#### [What you need to do]
Copy the items below word for word, everything from the line containing "Prompted segmentation: the" down to the line containing "positive clicks: (344, 263)", with both of those lines included.

#### [Supplied material]

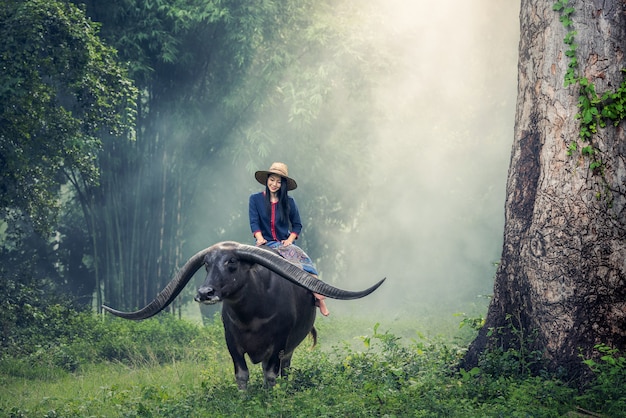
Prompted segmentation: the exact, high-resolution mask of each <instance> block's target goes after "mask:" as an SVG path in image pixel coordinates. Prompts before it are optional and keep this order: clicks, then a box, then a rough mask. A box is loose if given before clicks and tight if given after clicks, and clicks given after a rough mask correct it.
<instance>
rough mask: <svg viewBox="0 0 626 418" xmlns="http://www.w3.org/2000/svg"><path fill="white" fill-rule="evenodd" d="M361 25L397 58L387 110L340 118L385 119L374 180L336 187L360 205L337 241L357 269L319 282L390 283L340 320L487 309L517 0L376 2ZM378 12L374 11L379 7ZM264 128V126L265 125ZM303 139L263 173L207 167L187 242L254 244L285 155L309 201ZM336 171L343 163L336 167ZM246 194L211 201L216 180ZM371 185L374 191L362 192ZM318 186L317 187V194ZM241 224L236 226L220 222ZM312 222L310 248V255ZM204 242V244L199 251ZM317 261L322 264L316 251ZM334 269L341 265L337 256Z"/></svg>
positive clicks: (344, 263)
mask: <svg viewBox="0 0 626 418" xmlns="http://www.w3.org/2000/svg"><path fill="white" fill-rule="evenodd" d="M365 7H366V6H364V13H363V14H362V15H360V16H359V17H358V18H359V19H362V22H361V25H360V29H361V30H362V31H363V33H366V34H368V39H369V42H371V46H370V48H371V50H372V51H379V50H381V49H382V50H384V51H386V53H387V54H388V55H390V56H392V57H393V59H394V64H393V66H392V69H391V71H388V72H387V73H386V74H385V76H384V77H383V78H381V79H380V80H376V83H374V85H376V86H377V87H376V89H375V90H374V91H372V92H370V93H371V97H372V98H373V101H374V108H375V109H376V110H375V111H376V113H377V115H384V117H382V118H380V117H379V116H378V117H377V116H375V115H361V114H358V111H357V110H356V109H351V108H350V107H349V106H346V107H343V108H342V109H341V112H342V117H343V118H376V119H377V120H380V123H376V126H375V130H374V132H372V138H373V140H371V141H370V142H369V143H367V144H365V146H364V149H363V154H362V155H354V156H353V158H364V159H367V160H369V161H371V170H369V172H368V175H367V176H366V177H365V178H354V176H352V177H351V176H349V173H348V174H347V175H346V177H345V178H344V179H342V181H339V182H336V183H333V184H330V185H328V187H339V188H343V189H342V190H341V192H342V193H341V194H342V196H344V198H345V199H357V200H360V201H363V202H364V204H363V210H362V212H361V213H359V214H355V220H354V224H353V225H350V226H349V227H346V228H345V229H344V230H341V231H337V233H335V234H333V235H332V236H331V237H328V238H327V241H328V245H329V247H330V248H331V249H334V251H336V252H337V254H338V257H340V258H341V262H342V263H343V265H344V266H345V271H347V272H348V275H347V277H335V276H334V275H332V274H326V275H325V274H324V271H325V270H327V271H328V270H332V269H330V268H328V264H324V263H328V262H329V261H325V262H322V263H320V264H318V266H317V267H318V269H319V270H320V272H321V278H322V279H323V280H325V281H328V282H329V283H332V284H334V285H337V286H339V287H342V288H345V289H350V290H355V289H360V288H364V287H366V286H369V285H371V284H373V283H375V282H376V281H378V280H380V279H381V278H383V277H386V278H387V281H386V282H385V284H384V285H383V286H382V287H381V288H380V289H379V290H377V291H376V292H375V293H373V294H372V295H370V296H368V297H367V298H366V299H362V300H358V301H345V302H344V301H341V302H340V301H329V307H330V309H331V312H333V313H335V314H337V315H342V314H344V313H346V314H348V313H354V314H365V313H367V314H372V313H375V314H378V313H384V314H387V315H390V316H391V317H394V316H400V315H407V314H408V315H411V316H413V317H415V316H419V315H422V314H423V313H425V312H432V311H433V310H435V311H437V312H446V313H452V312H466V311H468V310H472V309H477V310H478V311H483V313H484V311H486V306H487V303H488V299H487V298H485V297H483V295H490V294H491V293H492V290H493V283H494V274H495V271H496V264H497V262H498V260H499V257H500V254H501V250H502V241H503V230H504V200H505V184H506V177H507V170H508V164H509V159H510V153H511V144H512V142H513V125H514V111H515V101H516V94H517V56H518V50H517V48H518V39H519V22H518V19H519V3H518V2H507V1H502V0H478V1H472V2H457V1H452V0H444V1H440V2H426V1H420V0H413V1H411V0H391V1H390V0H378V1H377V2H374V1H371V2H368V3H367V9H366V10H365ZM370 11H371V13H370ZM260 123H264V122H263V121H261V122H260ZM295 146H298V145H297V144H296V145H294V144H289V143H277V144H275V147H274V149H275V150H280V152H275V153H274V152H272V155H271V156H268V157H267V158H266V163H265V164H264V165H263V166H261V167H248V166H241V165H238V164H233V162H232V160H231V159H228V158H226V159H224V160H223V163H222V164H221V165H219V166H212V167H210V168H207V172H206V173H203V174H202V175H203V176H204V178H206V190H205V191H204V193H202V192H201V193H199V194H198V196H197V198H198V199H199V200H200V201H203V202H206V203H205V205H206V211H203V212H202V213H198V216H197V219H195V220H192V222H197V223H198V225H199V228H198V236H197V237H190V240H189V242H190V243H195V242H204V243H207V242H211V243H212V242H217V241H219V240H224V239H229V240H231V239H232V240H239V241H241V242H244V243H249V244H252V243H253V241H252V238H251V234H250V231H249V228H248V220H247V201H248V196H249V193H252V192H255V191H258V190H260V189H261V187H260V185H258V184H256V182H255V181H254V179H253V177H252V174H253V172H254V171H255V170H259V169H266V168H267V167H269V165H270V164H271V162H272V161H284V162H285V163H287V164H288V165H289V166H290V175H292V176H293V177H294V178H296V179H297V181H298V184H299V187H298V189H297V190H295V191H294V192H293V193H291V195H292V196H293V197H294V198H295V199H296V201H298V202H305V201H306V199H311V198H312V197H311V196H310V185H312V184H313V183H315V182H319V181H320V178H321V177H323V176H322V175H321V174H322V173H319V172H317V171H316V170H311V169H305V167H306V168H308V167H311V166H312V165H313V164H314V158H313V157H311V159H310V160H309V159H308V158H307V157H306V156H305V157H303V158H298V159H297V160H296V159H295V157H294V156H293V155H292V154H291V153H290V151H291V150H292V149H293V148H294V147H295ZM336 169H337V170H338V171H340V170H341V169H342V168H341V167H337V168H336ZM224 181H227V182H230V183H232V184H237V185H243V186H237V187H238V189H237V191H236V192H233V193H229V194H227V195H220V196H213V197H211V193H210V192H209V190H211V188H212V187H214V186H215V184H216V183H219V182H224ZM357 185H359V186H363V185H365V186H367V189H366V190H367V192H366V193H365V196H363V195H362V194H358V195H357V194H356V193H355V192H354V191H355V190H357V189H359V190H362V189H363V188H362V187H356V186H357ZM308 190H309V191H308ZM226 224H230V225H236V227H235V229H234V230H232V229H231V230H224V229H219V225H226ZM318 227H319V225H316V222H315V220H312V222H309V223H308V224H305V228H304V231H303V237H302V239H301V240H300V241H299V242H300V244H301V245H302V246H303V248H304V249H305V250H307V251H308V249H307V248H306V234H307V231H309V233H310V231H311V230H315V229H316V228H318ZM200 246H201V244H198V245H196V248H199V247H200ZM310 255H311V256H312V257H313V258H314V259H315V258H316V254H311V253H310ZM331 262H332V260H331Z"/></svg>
--
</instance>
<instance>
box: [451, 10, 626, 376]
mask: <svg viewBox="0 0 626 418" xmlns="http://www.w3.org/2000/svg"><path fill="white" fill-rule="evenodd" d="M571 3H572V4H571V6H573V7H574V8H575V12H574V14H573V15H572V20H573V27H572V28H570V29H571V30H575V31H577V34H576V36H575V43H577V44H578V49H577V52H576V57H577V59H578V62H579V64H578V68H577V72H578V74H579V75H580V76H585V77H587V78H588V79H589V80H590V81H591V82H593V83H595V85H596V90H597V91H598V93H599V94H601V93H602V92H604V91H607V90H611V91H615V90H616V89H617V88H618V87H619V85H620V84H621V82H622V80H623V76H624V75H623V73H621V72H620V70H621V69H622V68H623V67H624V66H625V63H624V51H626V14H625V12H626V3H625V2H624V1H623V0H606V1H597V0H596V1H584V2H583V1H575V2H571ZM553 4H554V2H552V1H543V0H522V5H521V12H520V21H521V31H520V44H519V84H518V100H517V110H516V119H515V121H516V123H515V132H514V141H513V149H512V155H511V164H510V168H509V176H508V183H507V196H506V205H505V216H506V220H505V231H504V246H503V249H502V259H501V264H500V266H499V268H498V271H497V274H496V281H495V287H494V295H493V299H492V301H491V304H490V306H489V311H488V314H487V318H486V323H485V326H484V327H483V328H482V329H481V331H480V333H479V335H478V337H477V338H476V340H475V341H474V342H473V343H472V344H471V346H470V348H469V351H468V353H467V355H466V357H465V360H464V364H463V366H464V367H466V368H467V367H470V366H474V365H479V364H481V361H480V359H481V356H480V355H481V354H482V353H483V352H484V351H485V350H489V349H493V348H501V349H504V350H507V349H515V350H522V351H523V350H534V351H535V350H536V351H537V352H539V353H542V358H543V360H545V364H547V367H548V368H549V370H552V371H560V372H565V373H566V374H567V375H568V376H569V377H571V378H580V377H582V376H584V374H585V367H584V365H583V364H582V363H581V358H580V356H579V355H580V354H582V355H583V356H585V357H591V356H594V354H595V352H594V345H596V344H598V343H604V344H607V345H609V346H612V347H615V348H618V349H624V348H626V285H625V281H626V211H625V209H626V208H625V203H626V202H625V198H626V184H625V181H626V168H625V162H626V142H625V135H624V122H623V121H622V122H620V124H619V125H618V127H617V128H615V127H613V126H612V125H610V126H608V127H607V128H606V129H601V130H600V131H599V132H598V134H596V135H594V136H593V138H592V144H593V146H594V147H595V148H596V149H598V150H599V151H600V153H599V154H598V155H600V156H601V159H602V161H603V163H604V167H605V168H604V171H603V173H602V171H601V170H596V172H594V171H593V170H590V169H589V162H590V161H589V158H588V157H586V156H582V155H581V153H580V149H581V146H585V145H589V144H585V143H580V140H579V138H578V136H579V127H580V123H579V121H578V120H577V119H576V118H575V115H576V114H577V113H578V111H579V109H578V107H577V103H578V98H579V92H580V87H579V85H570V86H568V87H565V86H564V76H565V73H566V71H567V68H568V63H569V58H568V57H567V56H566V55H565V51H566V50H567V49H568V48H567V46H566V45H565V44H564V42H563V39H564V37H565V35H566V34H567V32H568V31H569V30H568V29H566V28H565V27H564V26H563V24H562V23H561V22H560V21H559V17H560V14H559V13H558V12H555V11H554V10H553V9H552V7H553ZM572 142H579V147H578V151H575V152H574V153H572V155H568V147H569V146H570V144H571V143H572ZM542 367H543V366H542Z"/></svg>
* * *
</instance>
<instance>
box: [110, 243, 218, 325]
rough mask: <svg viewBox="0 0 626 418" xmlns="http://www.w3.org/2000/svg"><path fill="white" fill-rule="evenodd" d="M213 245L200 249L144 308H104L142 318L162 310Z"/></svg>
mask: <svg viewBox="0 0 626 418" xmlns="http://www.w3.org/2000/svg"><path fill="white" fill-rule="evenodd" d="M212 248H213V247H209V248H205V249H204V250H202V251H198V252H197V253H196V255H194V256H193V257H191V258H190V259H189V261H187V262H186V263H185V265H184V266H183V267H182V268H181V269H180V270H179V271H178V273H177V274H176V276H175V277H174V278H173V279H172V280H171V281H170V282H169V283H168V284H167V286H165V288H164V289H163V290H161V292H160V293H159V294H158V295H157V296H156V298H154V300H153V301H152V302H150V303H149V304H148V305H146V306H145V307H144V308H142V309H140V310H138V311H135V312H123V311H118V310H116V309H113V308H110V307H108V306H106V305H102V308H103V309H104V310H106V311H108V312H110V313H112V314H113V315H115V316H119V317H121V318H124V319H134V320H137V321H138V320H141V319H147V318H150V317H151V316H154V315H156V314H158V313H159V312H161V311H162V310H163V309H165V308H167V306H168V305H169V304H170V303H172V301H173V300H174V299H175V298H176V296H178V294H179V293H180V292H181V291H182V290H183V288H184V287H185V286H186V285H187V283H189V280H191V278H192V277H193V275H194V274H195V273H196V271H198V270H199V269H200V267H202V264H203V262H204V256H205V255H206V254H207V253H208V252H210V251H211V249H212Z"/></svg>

#### [Result]
Prompted segmentation: the exact, high-resolution mask of each <instance> block's target goes after "mask:" as an SVG path in image pixel coordinates. Prompts before it are optional and keep this order: clicks, then a box, then a rough mask. A box is loose if given before clicks and tight if given after clicks, and clicks given after a rough mask correct it.
<instance>
rough mask: <svg viewBox="0 0 626 418" xmlns="http://www.w3.org/2000/svg"><path fill="white" fill-rule="evenodd" d="M361 25L397 58L387 110L340 118L385 119L374 180L336 187L360 205L337 241L357 269L319 282L390 283L340 320L487 309L517 0L376 2ZM378 12L374 11L379 7ZM264 128V126L265 125ZM303 139L263 173L207 167L187 242L254 244L285 155L309 201ZM336 171L343 163L336 167ZM246 194L211 201L216 180ZM371 185L374 191L362 192ZM318 186L317 187V194ZM241 224L236 226L220 222ZM312 222L310 248V255ZM204 242V244L199 251ZM317 261L322 264L316 251ZM334 269L341 265L337 256Z"/></svg>
positive clicks: (344, 263)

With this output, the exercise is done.